EXERCISE DESCRIPTION:
Each record should be output exactly, with every character kept.

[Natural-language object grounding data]
--------------------------------

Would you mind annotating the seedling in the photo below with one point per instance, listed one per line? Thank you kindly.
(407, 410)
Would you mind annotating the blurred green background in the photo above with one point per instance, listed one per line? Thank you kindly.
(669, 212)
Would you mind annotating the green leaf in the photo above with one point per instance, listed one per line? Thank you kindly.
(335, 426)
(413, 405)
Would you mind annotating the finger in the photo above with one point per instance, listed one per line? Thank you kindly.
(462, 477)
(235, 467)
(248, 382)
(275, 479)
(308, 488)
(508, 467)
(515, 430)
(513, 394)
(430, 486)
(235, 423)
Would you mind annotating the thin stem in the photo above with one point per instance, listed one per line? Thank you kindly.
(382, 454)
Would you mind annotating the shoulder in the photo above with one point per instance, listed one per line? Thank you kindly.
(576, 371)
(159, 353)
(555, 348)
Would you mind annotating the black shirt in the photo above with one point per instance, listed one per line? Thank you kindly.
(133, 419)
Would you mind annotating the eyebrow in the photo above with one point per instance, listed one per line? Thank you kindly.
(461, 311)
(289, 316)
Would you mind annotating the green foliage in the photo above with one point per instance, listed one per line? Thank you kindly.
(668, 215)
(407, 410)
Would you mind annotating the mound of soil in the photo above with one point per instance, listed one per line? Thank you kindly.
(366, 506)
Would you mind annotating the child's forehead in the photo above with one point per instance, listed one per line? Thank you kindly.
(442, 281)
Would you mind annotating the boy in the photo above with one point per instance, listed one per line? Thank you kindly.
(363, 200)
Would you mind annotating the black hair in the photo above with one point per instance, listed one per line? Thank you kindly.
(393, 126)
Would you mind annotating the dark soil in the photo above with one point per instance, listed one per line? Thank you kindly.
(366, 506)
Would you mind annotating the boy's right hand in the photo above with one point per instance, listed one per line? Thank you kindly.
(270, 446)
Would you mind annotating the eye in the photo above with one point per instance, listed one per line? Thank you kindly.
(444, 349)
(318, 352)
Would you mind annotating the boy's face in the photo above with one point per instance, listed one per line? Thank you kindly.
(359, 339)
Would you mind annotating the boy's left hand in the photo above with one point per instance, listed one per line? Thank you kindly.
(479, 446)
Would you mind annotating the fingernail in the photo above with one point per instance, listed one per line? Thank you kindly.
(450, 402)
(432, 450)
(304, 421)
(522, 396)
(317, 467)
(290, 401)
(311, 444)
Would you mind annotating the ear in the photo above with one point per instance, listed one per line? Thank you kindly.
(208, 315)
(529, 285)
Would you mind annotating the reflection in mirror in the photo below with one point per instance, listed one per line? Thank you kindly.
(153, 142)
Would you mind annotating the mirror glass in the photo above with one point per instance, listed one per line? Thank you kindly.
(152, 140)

--------------------------------

ANSWER SECTION:
Would you mind annotating the seedling in the photo below with one point per instance, listed one per line? Thank you kindly.
(407, 410)
Would you mind annotating the blurred green background in the photo above with one point per instance, listed one per line? Thank you kindly.
(669, 212)
Would you mind annotating the green leaf in the photo above with one point per instance, listed one per line? Thank you kindly.
(335, 426)
(413, 405)
Would you mind annotating the finger in the photo above with one point per instance, listed one per line? Thank you kindly.
(462, 477)
(235, 467)
(248, 382)
(275, 479)
(308, 488)
(508, 467)
(515, 430)
(513, 394)
(430, 486)
(235, 423)
Would you mind annotating the thin stem in the photo above with one point per instance, listed one per line? Thank you kindly.
(382, 454)
Would you mind annotating the shoulder in the photo above with one point per instance, listed one per line? Thank you kindly.
(576, 371)
(159, 353)
(555, 348)
Would you mind annotating the black shirt in the photo above with one point per instance, listed one per line? Thank you kindly.
(133, 419)
Would you mind annotating the eyebrow in the photo above with one point per instance, listed one per line? Thank you kindly.
(461, 311)
(289, 316)
Would you mind annotating the green foliage in the photo above with one point per instance, listed one per line? Thank you kindly.
(668, 215)
(407, 410)
Would you mind annotating the mound of soil in the photo above with one point per instance, listed one per line? Thank you kindly.
(366, 506)
Would you mind annotating the child's forehead in the photo above with one point per instance, listed one per line? Thank you kindly.
(442, 281)
Would you mind annotating the boy in the photo above with one point per instance, listed one per line? Thank you kindly.
(363, 200)
Would you mind annotating the black hair in the photo above with one point per instance, listed one per line? Thank you kindly.
(393, 126)
Would you mind annotating the dark soil in the photo above with one point per instance, listed one per line? Thank you kindly.
(366, 506)
Would you mind annotating the boy's right hand in the photo above with one point per instance, listed one per line? Thank you kindly.
(270, 446)
Would you mind annotating the eye in the photo above with one point per instance, listed one per line? Thank you kindly.
(444, 349)
(318, 352)
Would you mind annotating the boy's face in the photo above with one point per instance, listed one per line? Thank you kindly.
(359, 339)
Would you mind annotating the boy's left hand in the photo above with one point per instance, listed one per line? Thank you kindly.
(479, 446)
Would you mind annotating the fingernail in the photo above with one point per instance, listed one per line? Thank you kindly.
(450, 402)
(432, 450)
(304, 421)
(522, 396)
(317, 467)
(290, 401)
(311, 444)
Would you mind annotating the ear in the photo above with one point per instance, listed one per line? Thank you kindly.
(208, 315)
(529, 285)
Would you mind annotating the reflection in mirror in the photo below with one point per instance, listed one per line? Thank you kindly.
(153, 142)
Would you mind annotating the mirror glass in the photo above with one point per instance, listed one per line? Thank you kindly.
(152, 140)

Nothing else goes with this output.